Text passage »
Even though the biological systems that we study do not exist solely to support our emotions and psychology, predictable associations exist between the behaviors we study (fear and anxiety) and various physiological systems. Changes in the brain are also dynamic throughout development and with major transitions throughout childhood into early adulthood. The development of these systems is also fundamental to the development of the emotions and behaviors accompanying anxiety development.

Here, we have collected some of our favorite research findings that highlight the importance of including physiological measures to understand the development of anxiety and depression. These studies highlight that physiology can provide unique insight into the etiology and treatment of socio-emotional problems by addressing one or more of the following key goals of developmental psychophysiological research.

First, measuring physiology allows us to understand biology for biology’s sake; that is, how do nervous systems change in development, and how do those changes relate to behavioral, social, and emotional outcomes. For example, the neural circuitry underlying emotion regulation undergoes profound maturation and refinement throughout childhood and adolescence. One pattern of brain activity thought to reflect emotion regulation, delta-beta coupling, has been shown to predict children’s adaptive behavior during emotional challenges two years later (Myruski and colleagues, 2022).

Second, physiological measures, such as those associated with emotion regulation, can also predict risk and resilience. We have repeatedly shown that heart rate variability (HRV) in toddlerhood (a marker of emotion regulation) predicts which fearful children will become socially anxious and inhibited with peers (Buss and colleagues, 2018). Moreover, individual differences in HRV appear earlier in infancy and predict trajectories of social fearfulness and inhibition across early childhood (Brooker and colleagues, 2013). Neural markers of emotion regulation allow researchers to define objective targets for psychology interventions. For example, delta-beta coupling has been associated with better treatment response for depressed adolescents. (Venanzi and colleagues, 2024).

Tasks to carry out »
• 1. In the text on physiology and anxiety development, what does heart rate variability in toddlerhood predict?
• 2. Write a continuation of the text on physiology and anxiety development.
The listing that comes next has nothing to do with this.

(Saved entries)
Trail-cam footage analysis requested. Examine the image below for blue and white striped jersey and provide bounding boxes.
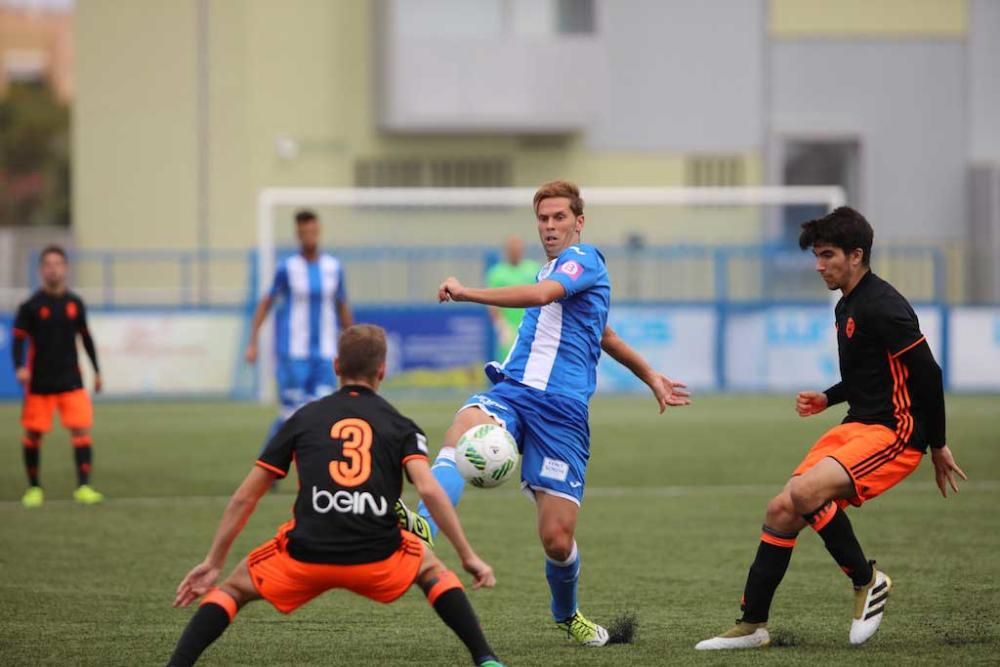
[501,243,611,403]
[271,253,346,359]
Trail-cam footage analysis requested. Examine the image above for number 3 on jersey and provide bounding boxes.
[330,418,372,487]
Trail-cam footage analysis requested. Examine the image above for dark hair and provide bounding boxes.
[295,208,319,225]
[337,324,385,380]
[38,243,67,264]
[535,181,583,215]
[799,206,875,266]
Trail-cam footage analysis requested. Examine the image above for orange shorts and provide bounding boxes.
[21,389,94,433]
[793,423,924,507]
[247,522,424,614]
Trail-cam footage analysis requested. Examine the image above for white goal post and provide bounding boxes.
[257,186,845,402]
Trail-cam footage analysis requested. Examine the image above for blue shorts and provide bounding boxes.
[276,359,337,419]
[462,380,590,505]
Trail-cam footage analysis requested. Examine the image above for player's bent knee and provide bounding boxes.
[198,584,241,623]
[417,561,462,605]
[788,477,830,514]
[417,547,446,584]
[764,491,802,533]
[219,559,260,608]
[542,530,573,562]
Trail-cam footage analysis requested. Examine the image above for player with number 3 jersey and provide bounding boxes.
[169,325,508,665]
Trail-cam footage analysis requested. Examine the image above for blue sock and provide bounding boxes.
[545,542,580,622]
[417,447,465,536]
[260,416,285,454]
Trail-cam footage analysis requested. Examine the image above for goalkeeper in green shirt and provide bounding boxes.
[486,236,541,363]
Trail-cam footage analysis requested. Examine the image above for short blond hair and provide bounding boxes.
[337,324,385,380]
[535,181,583,215]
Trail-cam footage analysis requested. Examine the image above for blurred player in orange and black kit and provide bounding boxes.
[13,245,104,507]
[168,325,502,667]
[696,207,965,650]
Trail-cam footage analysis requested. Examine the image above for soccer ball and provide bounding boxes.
[455,424,520,489]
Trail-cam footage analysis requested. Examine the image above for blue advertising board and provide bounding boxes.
[354,304,492,386]
[0,313,21,399]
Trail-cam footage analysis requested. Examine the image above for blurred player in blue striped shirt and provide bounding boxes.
[246,211,354,440]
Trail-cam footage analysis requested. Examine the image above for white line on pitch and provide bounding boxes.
[0,479,1000,508]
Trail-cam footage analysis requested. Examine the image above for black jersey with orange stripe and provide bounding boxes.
[11,290,100,394]
[257,385,427,565]
[836,271,932,450]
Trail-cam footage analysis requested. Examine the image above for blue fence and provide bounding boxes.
[31,245,948,308]
[0,246,984,398]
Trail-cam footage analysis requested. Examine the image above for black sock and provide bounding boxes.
[741,526,796,623]
[21,438,41,486]
[167,602,230,667]
[802,501,872,587]
[432,588,496,665]
[73,440,94,486]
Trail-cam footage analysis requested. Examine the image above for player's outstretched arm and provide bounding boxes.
[174,466,274,607]
[931,445,969,498]
[795,390,829,417]
[245,294,274,364]
[438,276,566,308]
[406,458,496,588]
[601,327,691,414]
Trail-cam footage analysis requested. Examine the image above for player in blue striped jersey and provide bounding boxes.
[410,181,689,646]
[246,211,354,442]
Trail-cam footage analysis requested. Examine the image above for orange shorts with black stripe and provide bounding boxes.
[21,389,94,433]
[247,522,424,614]
[793,423,923,507]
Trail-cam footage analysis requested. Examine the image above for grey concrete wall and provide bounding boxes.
[770,40,968,241]
[581,0,767,152]
[968,0,1000,162]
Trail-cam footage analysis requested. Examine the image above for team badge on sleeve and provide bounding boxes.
[558,260,583,280]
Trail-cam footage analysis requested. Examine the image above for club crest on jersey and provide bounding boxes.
[559,260,583,280]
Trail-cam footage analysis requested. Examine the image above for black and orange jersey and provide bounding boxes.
[827,271,944,449]
[257,385,427,565]
[13,290,99,394]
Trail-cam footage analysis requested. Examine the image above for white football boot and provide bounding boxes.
[850,561,892,646]
[695,621,771,651]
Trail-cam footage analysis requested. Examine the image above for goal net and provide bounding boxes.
[256,187,844,401]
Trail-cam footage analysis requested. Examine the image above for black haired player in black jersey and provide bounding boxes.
[696,206,965,649]
[13,245,104,507]
[168,325,508,665]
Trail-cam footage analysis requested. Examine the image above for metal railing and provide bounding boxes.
[19,245,948,308]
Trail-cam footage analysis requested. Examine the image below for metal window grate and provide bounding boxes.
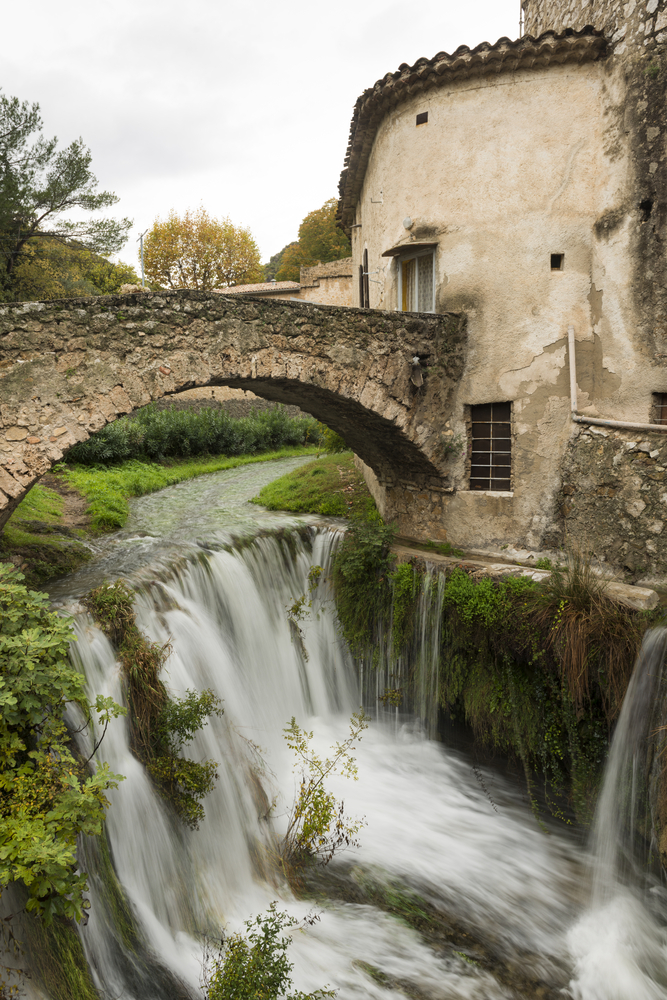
[653,392,667,424]
[470,403,512,491]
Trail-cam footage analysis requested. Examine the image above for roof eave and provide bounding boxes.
[337,25,607,237]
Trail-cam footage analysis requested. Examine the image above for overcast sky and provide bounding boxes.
[0,0,519,272]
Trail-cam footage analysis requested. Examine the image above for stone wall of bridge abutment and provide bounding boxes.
[0,291,466,537]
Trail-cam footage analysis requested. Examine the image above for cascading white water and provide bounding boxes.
[359,565,445,737]
[64,532,596,1000]
[569,628,667,1000]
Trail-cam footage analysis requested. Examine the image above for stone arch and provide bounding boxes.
[0,291,465,528]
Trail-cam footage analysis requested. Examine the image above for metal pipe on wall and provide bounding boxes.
[567,326,667,434]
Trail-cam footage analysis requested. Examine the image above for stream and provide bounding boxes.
[44,459,667,1000]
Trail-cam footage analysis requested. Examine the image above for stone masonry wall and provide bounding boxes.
[545,427,667,584]
[523,0,667,55]
[0,291,466,529]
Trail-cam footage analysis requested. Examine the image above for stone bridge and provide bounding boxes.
[0,291,466,538]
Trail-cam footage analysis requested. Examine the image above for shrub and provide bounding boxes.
[83,580,223,829]
[333,517,396,656]
[202,903,336,1000]
[0,565,122,922]
[281,709,368,874]
[68,404,321,465]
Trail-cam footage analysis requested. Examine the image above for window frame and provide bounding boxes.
[650,392,667,427]
[466,400,514,496]
[396,247,435,313]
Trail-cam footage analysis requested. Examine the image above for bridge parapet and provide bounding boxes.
[0,291,466,530]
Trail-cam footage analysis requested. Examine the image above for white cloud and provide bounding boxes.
[1,0,518,263]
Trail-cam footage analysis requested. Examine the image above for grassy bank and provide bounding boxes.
[0,446,317,589]
[68,404,322,465]
[252,452,379,519]
[0,483,91,589]
[333,523,664,821]
[61,445,317,532]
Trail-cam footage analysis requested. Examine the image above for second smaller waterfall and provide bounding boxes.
[569,628,667,1000]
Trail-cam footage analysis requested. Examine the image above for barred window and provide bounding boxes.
[470,403,512,491]
[651,392,667,424]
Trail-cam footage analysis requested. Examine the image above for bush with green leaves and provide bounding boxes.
[281,709,368,876]
[202,903,336,1000]
[0,564,123,922]
[333,515,396,656]
[67,404,321,465]
[83,580,223,829]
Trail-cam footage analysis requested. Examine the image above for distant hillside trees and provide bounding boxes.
[275,198,352,281]
[144,207,263,291]
[0,94,132,300]
[12,239,141,302]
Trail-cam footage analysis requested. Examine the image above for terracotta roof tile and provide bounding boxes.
[215,281,301,295]
[338,26,606,235]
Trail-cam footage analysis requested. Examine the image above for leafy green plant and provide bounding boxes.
[0,565,123,923]
[202,903,336,1000]
[62,446,315,532]
[83,580,223,829]
[252,453,379,519]
[280,709,368,874]
[389,562,420,653]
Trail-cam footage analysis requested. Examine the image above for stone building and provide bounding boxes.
[339,0,667,577]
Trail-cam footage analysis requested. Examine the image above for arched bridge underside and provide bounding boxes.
[0,291,465,535]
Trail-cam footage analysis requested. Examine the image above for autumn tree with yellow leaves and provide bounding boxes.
[144,207,262,291]
[276,198,352,281]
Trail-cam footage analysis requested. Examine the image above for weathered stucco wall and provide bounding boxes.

Responses per task »
• 1. It predicts which fearful children will become socially anxious and inhibited with peers.

• 2.
Third, examining physiology allows us to capture abilities that are not readily accessible via self-report due to developmental stage limitations (that is, language and introspection abilities). In particular, our work also demonstrates that children's abilities to reflect on and articulate how emotions are experienced and managed are somewhat limited; neurophysiology provides a window into how children regulate emotions which is less accessible via their own reports of how they regulate emotions (Babkirk and colleagues, 2015). A pattern of brain activity reflecting effortful down-regulation of unpleasant emotions, the late positive potential (LPP), has been shown to predict observed child emotion regulation (Babkirk and colleagues, 2015), and can be enhanced by parent support (Myruski and colleagues, 2019). Another strength of physiological approaches is the ability to measure implicit processes (that is, outside conscious awareness) or those not evident in behavior directly. Several studies report increased amplitudes of P1, N2, P3, and LPP in response to threatening faces among anxious children compared to controls. For example, neural differences are evident in response to the presentation of threatening stimuli for anxious compared to non-anxious children (Wauthia and colleagues, 2016).

In summary, leveraging physiology helps us understand child social-emotional development, identify those children at highest risk for anxiety and depression, and identify targets for intervention.